Document extract
One Chairman spoke about how it has taken him 40+ years to forge a reputation and he’s very mindful it can be lost in an instant.
One ex chief executive I know who took a business in to administration was so deeply affected by the experience that he withdrew from corporate life. In hindsight he admitted the company was doomed to failure and he should have conducted much more due diligence before accepting.
7. Consider the ownership structure & culture of the organisation
The chief executive of a privately-owned casual dining business talked about the different mentality between public and private businesses when applied to the subject of people. His view was that in an owner/managed organisation run by an entrepreneur, there was little prevarication about people. Decisions were often made quickly and on gut instinct, with little debate. While this can be painful, there was also something to be said for the direct and rapid decision making, so be mindful of what type of organisation suits you, your skillset and your values set. If you choose incorrectly you can lose years of your career as you navigate your way out of it.
One PE participant talked about the particular challenges of exiting the founder of an organisation and the huge destabilising effect this can have. If you remove a founder, the person through which all decisions typically flow, a vacuum is often created in their absence and it feels almost like bereavement. The DNA of the organisation mutates, often not in a positive way. These people aren’t irreplaceable, but any action needs to be carefully planned and executed, not done on a whim. If it is, very often both the investor and the business lose ground and come out worse off so timing is critical.

What you need to do
Duplicate the stretch of the executive-career text from "One PE participant" through "timing is critical.".

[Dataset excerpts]
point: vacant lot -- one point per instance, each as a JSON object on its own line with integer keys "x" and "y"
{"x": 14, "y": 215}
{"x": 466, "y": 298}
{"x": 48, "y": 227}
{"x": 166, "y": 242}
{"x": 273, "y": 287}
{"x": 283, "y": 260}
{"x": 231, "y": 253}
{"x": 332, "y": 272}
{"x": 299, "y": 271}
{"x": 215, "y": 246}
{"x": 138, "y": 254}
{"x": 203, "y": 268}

Task result
One PE participant talked about the particular challenges of exiting the founder of an organisation and the huge destabilising effect this can have. If you remove a founder, the person through which all decisions typically flow, a vacuum is often created in their absence and it feels almost like bereavement. The DNA of the organisation mutates, often not in a positive way. These people aren’t irreplaceable, but any action needs to be carefully planned and executed, not done on a whim. If it is, very often both the investor and the business lose ground and come out worse off so timing is critical.